* _Exercise brief_: Reproduce, from the lines below, exactly the stretch that begins at the line containing "# annotate each instance of the small" and ends at the line containing "# annotate each instance of the tall", both included.

* _Source data_:
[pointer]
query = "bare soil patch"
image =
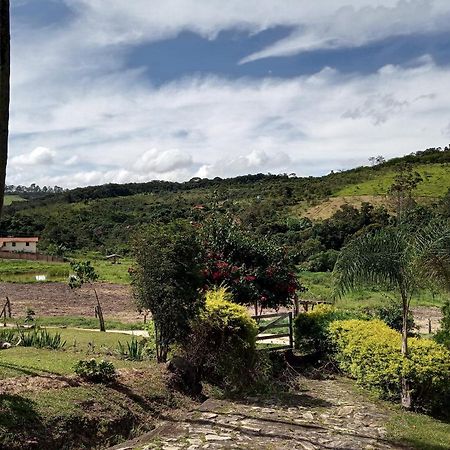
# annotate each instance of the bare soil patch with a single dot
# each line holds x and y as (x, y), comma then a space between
(57, 299)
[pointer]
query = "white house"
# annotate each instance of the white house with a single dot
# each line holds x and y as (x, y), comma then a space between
(12, 244)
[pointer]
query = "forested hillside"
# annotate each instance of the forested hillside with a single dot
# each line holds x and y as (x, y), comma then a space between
(285, 207)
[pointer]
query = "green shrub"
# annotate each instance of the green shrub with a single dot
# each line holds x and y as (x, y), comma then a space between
(443, 335)
(370, 352)
(222, 342)
(98, 372)
(41, 338)
(392, 315)
(311, 328)
(134, 350)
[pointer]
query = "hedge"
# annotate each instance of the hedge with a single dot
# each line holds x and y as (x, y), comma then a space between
(311, 328)
(370, 352)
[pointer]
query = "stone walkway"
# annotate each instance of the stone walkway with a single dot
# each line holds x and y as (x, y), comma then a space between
(326, 414)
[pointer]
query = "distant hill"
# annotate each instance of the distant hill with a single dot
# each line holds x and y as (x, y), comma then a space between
(103, 217)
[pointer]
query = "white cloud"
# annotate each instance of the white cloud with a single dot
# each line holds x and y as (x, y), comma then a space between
(162, 162)
(39, 156)
(72, 92)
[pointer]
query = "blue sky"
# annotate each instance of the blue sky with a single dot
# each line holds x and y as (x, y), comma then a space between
(170, 90)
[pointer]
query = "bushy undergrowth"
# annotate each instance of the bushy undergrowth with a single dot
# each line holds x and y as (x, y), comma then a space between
(222, 342)
(98, 372)
(41, 338)
(370, 352)
(311, 328)
(443, 335)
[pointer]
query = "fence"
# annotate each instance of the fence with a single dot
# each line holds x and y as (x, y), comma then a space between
(30, 256)
(278, 341)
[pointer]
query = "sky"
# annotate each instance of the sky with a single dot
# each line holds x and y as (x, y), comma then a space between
(136, 90)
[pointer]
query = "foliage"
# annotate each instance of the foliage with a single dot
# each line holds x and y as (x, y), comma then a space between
(392, 315)
(443, 335)
(256, 271)
(369, 351)
(222, 342)
(84, 273)
(41, 338)
(98, 372)
(132, 350)
(311, 328)
(166, 280)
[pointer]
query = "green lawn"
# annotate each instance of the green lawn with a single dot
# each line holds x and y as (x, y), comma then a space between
(419, 431)
(436, 182)
(80, 344)
(21, 271)
(320, 287)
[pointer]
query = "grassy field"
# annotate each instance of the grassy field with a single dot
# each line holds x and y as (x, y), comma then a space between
(20, 361)
(320, 287)
(22, 271)
(436, 182)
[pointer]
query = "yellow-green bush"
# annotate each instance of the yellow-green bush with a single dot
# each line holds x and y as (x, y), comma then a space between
(370, 352)
(311, 328)
(222, 342)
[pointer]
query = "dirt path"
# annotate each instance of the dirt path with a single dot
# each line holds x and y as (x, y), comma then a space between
(326, 414)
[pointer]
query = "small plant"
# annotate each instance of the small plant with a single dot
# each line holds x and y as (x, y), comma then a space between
(30, 317)
(41, 339)
(133, 350)
(98, 372)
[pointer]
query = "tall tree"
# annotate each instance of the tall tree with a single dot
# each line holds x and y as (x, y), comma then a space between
(394, 260)
(4, 92)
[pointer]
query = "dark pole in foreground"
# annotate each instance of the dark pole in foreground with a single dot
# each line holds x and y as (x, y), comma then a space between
(4, 92)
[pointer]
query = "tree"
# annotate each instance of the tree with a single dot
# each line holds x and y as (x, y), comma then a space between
(403, 187)
(85, 273)
(395, 260)
(166, 280)
(256, 271)
(4, 92)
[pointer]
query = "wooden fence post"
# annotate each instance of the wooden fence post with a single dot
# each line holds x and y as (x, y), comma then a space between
(291, 336)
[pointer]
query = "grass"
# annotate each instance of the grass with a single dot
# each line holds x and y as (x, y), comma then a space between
(419, 431)
(21, 361)
(320, 287)
(436, 182)
(22, 271)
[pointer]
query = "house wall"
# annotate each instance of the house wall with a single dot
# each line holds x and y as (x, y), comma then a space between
(19, 247)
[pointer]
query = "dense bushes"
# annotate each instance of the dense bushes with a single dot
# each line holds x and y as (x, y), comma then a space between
(98, 372)
(311, 328)
(222, 342)
(370, 352)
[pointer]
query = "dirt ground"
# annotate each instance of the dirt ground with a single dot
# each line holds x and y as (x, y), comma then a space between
(57, 299)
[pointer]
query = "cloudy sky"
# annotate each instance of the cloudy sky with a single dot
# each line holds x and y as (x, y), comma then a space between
(135, 90)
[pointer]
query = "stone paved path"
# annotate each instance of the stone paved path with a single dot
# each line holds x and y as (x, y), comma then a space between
(326, 414)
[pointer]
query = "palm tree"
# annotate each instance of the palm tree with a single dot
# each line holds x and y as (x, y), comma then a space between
(395, 260)
(4, 92)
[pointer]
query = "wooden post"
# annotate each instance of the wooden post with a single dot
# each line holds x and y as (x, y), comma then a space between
(291, 336)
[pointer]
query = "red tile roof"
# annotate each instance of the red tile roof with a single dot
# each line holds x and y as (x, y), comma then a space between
(13, 239)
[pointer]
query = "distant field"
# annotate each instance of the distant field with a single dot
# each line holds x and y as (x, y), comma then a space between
(13, 198)
(436, 182)
(22, 271)
(320, 287)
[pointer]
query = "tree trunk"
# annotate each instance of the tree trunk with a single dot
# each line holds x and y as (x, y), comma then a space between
(100, 313)
(4, 93)
(406, 391)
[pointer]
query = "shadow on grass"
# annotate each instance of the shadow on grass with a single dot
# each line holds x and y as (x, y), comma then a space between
(26, 370)
(18, 416)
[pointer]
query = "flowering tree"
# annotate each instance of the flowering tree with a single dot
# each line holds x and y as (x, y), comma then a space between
(256, 271)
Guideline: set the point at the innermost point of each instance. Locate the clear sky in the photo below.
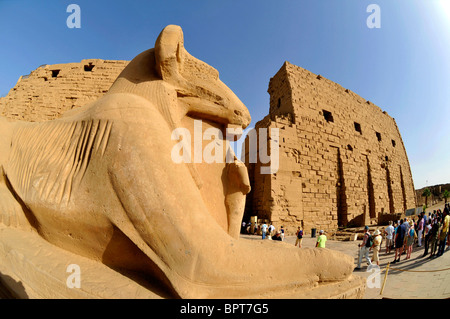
(403, 66)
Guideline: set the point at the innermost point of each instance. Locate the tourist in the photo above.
(277, 236)
(399, 241)
(435, 231)
(264, 230)
(389, 232)
(321, 240)
(376, 246)
(271, 229)
(444, 232)
(427, 237)
(299, 239)
(365, 248)
(410, 237)
(420, 228)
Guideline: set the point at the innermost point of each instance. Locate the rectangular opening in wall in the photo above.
(358, 128)
(88, 68)
(328, 116)
(378, 136)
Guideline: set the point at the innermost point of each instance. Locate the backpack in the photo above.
(369, 241)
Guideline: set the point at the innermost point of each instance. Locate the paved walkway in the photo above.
(421, 280)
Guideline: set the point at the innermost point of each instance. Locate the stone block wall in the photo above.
(50, 90)
(342, 159)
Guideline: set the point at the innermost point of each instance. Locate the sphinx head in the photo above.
(198, 87)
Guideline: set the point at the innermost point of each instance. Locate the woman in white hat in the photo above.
(376, 246)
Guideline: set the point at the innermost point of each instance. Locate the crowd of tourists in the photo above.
(266, 231)
(430, 231)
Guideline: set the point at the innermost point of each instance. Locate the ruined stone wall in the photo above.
(342, 159)
(50, 90)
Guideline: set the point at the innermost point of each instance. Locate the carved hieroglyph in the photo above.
(98, 188)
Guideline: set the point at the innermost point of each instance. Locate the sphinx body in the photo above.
(101, 183)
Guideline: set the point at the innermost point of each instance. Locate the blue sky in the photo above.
(403, 67)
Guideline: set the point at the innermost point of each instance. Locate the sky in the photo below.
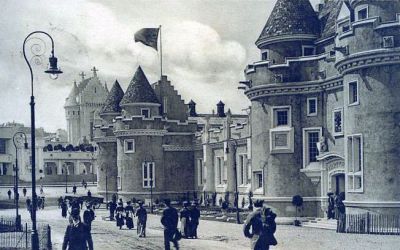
(206, 46)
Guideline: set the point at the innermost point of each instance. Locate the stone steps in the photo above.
(321, 224)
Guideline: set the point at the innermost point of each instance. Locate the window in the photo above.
(119, 183)
(388, 41)
(362, 13)
(337, 119)
(242, 170)
(308, 50)
(200, 171)
(310, 150)
(264, 55)
(145, 113)
(258, 180)
(148, 175)
(220, 170)
(353, 93)
(355, 163)
(281, 116)
(2, 146)
(165, 104)
(129, 146)
(312, 106)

* _Task answer_:
# annotate each instance of the small plant with a single dot
# each line holds x and y as (x, y), comma then a space between
(30, 317)
(41, 339)
(133, 350)
(98, 372)
[pointer]
query = "tall tree"
# annotate each instance of the tall tree with a single dot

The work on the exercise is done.